◆ **Extracts from a box-labeled dataset**
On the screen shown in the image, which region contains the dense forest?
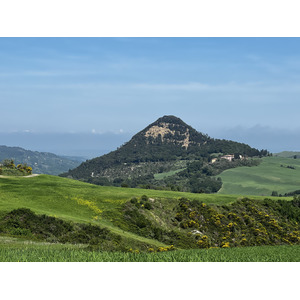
[61,116,270,193]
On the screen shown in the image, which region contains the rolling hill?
[61,116,268,192]
[0,175,300,253]
[0,146,82,175]
[219,156,300,196]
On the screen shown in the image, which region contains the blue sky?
[0,38,300,154]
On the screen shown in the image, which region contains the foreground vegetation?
[0,175,300,261]
[0,238,300,262]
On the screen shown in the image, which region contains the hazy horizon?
[0,38,300,158]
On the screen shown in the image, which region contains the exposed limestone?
[145,123,190,149]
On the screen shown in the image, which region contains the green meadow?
[0,175,299,261]
[218,157,300,196]
[0,237,300,262]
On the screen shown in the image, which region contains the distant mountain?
[0,146,81,175]
[61,116,268,191]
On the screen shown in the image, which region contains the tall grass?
[219,157,300,196]
[0,246,300,262]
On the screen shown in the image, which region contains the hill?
[61,116,268,192]
[0,175,300,253]
[0,146,81,175]
[219,156,300,196]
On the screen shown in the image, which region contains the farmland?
[0,175,299,261]
[218,157,300,196]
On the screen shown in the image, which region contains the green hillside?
[60,116,269,193]
[274,151,300,158]
[0,175,300,261]
[0,146,81,175]
[0,175,244,245]
[219,157,300,196]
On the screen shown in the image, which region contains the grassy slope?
[154,168,184,180]
[275,151,300,158]
[219,157,300,196]
[0,175,288,246]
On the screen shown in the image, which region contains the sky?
[0,37,300,158]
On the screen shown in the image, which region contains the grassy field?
[0,237,300,262]
[154,168,184,180]
[0,175,253,246]
[0,175,299,261]
[219,157,300,196]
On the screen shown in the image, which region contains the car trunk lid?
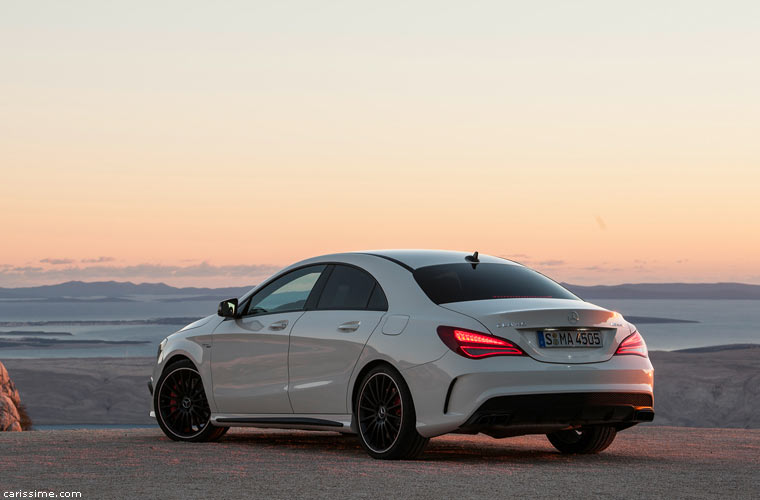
[441,299,631,364]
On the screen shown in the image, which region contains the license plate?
[538,330,603,347]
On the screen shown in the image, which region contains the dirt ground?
[0,425,760,499]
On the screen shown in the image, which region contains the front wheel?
[354,365,429,460]
[546,425,617,454]
[153,360,229,441]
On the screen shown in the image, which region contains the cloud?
[40,258,74,266]
[581,266,623,273]
[0,262,281,286]
[536,259,565,267]
[79,257,116,264]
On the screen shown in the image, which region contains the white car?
[149,250,654,459]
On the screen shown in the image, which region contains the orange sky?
[0,2,760,286]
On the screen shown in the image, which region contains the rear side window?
[317,265,388,310]
[414,263,580,304]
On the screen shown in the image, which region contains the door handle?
[338,321,362,332]
[269,319,288,330]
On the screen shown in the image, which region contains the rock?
[0,394,21,431]
[0,363,22,432]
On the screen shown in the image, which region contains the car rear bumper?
[457,392,654,437]
[402,353,654,437]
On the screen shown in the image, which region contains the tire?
[546,425,617,454]
[353,365,430,460]
[153,359,229,442]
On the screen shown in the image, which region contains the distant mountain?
[562,283,760,300]
[0,281,252,300]
[0,281,760,301]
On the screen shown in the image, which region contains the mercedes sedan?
[149,250,654,459]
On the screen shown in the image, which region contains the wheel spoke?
[356,373,403,453]
[157,368,211,438]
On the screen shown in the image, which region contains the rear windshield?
[414,263,580,304]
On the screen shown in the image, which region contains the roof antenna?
[464,250,480,264]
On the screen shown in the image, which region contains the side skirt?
[211,413,354,434]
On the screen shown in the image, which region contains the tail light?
[438,326,525,359]
[615,331,647,358]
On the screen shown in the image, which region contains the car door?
[288,264,388,414]
[211,265,327,414]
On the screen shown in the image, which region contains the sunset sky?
[0,0,760,287]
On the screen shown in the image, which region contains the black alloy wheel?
[354,366,428,459]
[153,360,228,441]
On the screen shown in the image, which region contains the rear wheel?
[153,360,229,442]
[354,366,429,460]
[546,425,617,454]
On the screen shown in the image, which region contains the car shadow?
[193,429,648,464]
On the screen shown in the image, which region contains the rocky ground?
[5,347,760,428]
[0,426,760,499]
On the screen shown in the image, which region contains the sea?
[0,296,760,360]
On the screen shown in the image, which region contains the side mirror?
[216,299,237,318]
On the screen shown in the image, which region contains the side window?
[244,266,325,316]
[317,265,388,311]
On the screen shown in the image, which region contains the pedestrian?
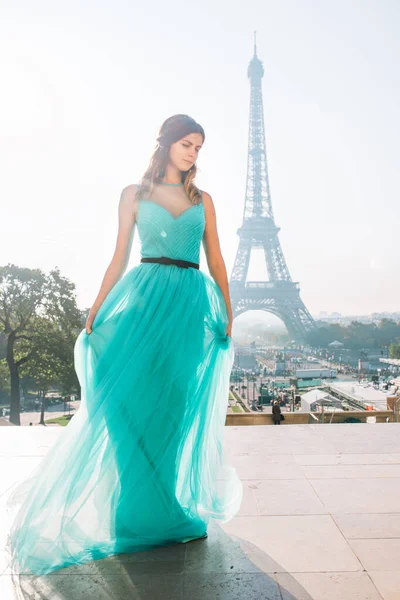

◆ **WHAT YOU HAVE TO DO**
Can you put every one of these lines into a JSON list of strings, one string per line, with blank lines dropped and the pictures left out?

◆ **CORRECT RESPONSE**
[
  "On the screen shown in the image, which region contains the dense forest?",
  "[61,116,270,193]",
  "On the screen shown in the image, which region contains the rolling hill?",
  "[61,116,268,192]",
  "[0,175,300,253]",
  "[0,146,82,175]",
  "[219,156,300,196]",
  "On the screen shown in the image, which region contains the blue sky?",
  "[0,38,300,154]",
  "On the screen shown in the image, which region contains the foreground vegetation?",
  "[0,175,300,261]",
  "[0,238,300,262]",
  "On the screen shown in the image, which region contains the hazy horizon?",
  "[0,38,300,158]",
  "On the screen shown in the image, which region contains the exposed limestone?",
  "[145,123,190,149]",
  "On the screen shown in the image, which region contains the green meadow?",
  "[0,175,299,261]",
  "[218,157,300,196]",
  "[0,237,300,262]",
  "On the screen shown in the image, which region contains the distant mountain?",
  "[0,146,81,175]",
  "[61,116,268,191]",
  "On the screen shown in the image, which region contains the tall grass?",
  "[219,157,300,196]",
  "[0,246,300,262]",
  "On the screen shown in the image, which region contains the hill?",
  "[61,116,268,192]",
  "[0,175,300,253]",
  "[0,146,81,175]",
  "[219,156,300,196]",
  "On the screen shown in the image, which region contains the farmland?",
  "[0,175,299,261]",
  "[218,157,300,196]",
  "On the screen shown in the image, which region contains the green hillside?",
  "[60,116,269,193]",
  "[274,151,300,158]",
  "[0,175,300,261]",
  "[0,146,81,175]",
  "[0,175,244,245]",
  "[219,157,300,196]",
  "On the screen shown in the image, which region contains the grassy slope?",
  "[154,168,184,180]",
  "[275,151,300,158]",
  "[219,157,300,196]",
  "[0,175,288,246]",
  "On the screen shown in the image, which region contains the sky?",
  "[0,37,300,158]",
  "On the screen shown in the image, which region contains the grassy field?",
  "[0,237,300,262]",
  "[154,168,184,180]",
  "[0,175,253,246]",
  "[0,175,299,261]",
  "[219,157,300,196]",
  "On the screen shown in the image, which region contains the car trunk lid?",
  "[441,299,631,364]",
  "On the screen shown in the image, which region contains the license plate?",
  "[538,330,603,347]",
  "On the screen shown in the image, which region contains the dirt ground?",
  "[0,425,760,499]",
  "On the screen shown in the image, which region contains the front wheel?",
  "[354,365,429,460]",
  "[546,425,617,454]",
  "[153,360,229,441]",
  "On the screen shown in the image, which region contains the cloud?",
  "[40,258,74,266]",
  "[581,266,623,273]",
  "[0,262,281,286]",
  "[536,259,565,267]",
  "[79,257,116,264]",
  "On the screen shown in the image, which region contains the white car?",
  "[149,250,654,459]",
  "On the screen shown in the image, which region contains the orange sky?",
  "[0,2,760,286]",
  "On the screen shown in the image, which region contains the rear side window?",
  "[317,265,388,310]",
  "[414,263,580,304]",
  "On the screen shown in the image, which region contains the door handle?",
  "[338,321,362,332]",
  "[269,319,288,330]",
  "On the screen shown in the image, which region contains the rock?",
  "[0,394,21,431]",
  "[0,363,22,432]",
  "On the screen shown in the image, which region contains the car rear bumper?",
  "[457,392,654,437]",
  "[402,353,654,437]",
  "On the screen shown in the image, which region contains the tire?",
  "[546,425,617,454]",
  "[353,365,430,460]",
  "[153,359,229,442]",
  "On the screen shown in the image, which region contains the distant mountain?",
  "[562,283,760,300]",
  "[0,281,252,300]",
  "[0,281,760,301]",
  "On the screen shown in the image, which region contains the mercedes sedan?",
  "[149,250,654,459]",
  "On the screen shown in the image, which region contains the wheel spoke?",
  "[356,373,403,453]",
  "[157,368,211,438]",
  "On the screen shown in the image, which region contains the rear windshield?",
  "[414,263,580,304]",
  "On the screen shown in the image, which region contains the roof antenna?",
  "[464,250,480,264]",
  "On the screen shown in the image, which region contains the side skirt?",
  "[211,413,354,434]",
  "On the screen shown in the image, which region contains the tail light?",
  "[438,326,525,359]",
  "[615,331,647,358]",
  "On the screen shown in the image, which region contains the car door?",
  "[288,264,388,414]",
  "[211,265,327,414]",
  "On the screen shown in the image, which region contains the sunset sky?",
  "[0,0,760,287]",
  "On the screen shown in the image, which region contains the black alloy wheel?",
  "[354,366,428,459]",
  "[153,360,228,441]",
  "On the screen shown in the image, which region contains the rear wheel?",
  "[153,360,229,442]",
  "[354,366,429,460]",
  "[546,425,617,454]",
  "On the screen shown in the image, which region contains the car shadow?",
  "[193,429,648,464]",
  "On the screen shown in the image, which region contains the rocky ground?",
  "[5,347,760,428]",
  "[0,426,760,499]",
  "On the screen shown in the image, which region contains the sea?",
  "[0,296,760,360]",
  "On the screen shown in the image, which region contains the side mirror?",
  "[216,299,237,318]",
  "On the screen shown in the image, which region contains the side window?",
  "[244,266,325,316]",
  "[317,265,388,311]",
  "On the screen shown in the image, which region contains the pedestrian?"
]